DATA ENTRIES -
========================

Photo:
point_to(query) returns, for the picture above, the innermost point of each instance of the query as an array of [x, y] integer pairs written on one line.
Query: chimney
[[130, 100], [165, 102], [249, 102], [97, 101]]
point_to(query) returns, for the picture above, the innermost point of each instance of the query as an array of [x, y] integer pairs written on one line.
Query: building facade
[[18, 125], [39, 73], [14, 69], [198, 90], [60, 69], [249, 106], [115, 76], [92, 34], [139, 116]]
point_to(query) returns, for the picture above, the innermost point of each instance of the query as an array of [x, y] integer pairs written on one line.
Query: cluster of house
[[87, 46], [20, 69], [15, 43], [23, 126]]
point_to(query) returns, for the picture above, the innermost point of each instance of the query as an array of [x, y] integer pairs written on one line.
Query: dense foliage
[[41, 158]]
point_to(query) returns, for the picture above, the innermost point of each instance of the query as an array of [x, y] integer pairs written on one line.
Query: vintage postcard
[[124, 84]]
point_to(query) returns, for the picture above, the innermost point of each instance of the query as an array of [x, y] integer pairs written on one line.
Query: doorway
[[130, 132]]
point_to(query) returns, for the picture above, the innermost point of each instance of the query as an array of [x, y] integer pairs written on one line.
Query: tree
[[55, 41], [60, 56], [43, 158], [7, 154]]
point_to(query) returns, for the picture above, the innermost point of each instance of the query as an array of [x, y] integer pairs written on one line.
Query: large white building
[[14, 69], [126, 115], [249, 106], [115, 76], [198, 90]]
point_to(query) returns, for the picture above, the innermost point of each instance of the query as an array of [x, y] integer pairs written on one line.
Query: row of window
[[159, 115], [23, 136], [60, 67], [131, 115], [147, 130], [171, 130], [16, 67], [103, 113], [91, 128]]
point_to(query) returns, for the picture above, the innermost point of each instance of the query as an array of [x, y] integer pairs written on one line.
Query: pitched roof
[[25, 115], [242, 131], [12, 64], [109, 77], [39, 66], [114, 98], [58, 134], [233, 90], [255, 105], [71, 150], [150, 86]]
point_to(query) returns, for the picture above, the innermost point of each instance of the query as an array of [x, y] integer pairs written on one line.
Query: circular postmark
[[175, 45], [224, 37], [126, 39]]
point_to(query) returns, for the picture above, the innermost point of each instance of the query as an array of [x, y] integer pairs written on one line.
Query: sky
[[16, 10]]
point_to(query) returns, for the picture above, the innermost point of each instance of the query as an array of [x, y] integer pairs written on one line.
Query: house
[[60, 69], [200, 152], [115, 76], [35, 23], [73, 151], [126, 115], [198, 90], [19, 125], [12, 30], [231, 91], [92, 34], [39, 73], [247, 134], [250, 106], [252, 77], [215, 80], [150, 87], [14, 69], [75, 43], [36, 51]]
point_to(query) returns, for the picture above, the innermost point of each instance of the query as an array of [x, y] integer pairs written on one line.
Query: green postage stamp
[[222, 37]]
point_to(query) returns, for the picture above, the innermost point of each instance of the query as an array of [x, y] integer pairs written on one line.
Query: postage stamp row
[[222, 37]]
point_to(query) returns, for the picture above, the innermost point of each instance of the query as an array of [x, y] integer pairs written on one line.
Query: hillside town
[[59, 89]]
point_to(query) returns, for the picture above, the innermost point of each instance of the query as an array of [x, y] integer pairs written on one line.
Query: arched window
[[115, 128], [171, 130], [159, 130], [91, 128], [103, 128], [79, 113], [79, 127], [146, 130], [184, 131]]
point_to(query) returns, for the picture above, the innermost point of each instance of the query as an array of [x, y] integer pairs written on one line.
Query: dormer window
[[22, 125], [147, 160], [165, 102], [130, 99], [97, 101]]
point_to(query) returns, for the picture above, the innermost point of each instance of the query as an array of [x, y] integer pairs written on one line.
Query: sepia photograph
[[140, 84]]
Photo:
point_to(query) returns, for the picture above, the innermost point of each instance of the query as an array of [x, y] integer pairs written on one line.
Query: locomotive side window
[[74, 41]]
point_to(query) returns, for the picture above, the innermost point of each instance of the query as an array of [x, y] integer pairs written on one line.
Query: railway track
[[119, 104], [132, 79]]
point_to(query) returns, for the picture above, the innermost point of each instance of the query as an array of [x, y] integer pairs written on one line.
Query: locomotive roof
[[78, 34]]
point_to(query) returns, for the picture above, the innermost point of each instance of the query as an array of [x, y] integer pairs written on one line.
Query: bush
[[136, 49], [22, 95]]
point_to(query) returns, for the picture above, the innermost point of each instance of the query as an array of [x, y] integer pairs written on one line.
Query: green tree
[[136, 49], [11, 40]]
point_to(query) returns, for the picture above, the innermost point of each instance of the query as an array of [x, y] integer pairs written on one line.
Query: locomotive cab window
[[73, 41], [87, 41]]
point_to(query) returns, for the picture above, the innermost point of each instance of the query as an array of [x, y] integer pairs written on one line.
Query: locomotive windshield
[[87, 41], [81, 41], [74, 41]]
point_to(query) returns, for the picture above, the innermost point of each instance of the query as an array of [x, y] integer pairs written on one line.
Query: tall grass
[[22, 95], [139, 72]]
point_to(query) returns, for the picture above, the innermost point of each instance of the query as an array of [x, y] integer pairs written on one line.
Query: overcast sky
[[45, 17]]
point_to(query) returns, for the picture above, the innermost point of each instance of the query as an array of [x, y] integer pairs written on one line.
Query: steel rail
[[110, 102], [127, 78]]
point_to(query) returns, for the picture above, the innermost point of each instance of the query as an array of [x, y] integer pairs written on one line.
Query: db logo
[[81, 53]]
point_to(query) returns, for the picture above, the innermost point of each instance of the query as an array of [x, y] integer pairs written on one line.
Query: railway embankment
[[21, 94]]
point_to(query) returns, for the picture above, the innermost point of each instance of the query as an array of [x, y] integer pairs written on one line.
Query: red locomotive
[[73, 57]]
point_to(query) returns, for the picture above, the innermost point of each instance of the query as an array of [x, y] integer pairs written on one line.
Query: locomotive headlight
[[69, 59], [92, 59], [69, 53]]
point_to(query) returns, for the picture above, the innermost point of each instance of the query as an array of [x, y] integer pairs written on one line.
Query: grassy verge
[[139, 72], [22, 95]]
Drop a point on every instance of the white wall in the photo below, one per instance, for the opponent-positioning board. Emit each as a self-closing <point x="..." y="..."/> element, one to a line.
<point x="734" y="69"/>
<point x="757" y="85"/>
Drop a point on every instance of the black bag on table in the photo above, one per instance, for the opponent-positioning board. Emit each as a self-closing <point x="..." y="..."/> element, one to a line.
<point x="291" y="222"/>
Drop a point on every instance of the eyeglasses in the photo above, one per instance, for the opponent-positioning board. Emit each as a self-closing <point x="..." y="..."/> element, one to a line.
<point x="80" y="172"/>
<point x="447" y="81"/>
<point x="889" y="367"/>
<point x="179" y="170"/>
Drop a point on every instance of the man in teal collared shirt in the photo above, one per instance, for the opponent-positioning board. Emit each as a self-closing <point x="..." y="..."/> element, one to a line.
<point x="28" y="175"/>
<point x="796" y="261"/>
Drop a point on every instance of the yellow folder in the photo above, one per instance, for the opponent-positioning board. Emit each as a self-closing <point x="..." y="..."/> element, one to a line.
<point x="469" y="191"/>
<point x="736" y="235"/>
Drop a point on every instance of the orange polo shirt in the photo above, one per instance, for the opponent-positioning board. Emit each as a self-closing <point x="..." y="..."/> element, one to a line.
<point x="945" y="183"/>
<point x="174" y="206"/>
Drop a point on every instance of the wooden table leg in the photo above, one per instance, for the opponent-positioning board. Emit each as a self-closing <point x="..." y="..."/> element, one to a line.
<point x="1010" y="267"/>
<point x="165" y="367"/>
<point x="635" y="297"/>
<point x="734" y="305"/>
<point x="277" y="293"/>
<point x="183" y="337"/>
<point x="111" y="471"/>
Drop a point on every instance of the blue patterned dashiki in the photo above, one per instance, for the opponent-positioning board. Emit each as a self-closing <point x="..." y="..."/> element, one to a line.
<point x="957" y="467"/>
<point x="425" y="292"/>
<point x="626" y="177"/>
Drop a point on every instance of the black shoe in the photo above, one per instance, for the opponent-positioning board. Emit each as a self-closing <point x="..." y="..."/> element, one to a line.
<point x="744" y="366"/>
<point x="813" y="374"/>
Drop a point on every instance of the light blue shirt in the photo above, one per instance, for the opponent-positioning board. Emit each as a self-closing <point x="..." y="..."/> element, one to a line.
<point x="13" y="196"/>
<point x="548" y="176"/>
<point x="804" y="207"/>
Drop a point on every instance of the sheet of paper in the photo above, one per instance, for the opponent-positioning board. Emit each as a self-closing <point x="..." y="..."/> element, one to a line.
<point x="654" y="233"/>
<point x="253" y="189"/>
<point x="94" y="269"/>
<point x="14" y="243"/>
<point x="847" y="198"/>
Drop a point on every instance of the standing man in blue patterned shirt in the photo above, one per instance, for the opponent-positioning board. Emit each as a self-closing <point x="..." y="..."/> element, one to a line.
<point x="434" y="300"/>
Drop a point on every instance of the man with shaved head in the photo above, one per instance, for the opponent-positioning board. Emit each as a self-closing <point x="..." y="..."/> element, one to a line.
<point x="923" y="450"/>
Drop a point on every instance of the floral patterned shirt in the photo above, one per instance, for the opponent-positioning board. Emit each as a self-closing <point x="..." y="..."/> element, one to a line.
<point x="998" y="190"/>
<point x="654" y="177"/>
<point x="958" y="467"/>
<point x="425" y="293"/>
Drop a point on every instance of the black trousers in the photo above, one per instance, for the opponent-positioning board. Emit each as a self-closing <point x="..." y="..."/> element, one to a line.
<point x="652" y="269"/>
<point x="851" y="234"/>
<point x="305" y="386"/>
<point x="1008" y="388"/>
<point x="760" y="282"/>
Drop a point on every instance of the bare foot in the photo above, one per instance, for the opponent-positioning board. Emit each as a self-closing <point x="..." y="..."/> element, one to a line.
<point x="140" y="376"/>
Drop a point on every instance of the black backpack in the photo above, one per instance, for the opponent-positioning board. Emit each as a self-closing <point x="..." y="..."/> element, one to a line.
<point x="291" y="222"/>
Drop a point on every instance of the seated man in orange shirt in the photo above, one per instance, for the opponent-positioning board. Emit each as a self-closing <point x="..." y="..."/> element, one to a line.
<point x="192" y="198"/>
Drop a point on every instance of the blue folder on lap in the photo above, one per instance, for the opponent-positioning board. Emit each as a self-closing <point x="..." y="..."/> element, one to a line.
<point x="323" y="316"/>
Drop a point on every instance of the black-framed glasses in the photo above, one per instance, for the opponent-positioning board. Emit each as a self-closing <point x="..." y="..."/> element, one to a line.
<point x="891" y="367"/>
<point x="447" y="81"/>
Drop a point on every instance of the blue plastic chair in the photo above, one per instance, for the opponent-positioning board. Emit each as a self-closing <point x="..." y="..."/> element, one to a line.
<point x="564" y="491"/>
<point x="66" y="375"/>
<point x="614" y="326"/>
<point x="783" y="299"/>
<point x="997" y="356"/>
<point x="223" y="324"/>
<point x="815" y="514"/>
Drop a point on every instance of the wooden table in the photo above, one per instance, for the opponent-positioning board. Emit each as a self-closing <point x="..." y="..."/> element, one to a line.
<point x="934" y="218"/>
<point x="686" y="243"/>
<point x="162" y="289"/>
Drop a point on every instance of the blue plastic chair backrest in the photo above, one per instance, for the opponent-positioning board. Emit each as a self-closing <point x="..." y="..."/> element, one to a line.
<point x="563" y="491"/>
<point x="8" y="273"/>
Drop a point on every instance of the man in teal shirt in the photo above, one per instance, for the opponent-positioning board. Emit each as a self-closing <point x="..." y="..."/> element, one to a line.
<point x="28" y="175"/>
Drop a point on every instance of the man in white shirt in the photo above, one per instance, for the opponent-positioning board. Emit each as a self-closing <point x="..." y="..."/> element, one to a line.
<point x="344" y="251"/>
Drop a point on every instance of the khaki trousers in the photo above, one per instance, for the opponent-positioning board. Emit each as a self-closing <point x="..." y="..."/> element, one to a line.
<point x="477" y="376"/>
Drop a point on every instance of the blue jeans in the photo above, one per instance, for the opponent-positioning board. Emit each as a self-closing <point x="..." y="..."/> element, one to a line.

========================

WORK REQUIRED - Put the items, from the start of the items through the line containing "[[87, 46], [20, 69], [15, 43], [23, 126]]", into a two-column CSV with the columns text and answer. Give one row per item, with each value in a single quoted field and line breaks replaced by spaces.

SOLUTION BELOW -
text,answer
"Photo: point_to(query) returns, for the picture above, the innermost point of each instance of the query as an array of [x, y] integer pairs written on one line. Query: chimney","[[130, 100], [165, 102], [249, 102], [97, 101]]"
"point_to(query) returns, for the picture above, the innermost point of each instance of the query as an array of [x, y] integer pairs written on one line. Query: building facade","[[18, 125], [39, 73], [14, 69], [198, 90], [60, 69], [249, 106], [115, 76], [92, 34], [139, 116]]"
"point_to(query) returns, for the picture above, the innermost point of each instance of the query as an array of [x, y] integer pairs written on one line. Query: cluster of house","[[87, 46], [20, 69], [15, 43], [23, 126]]"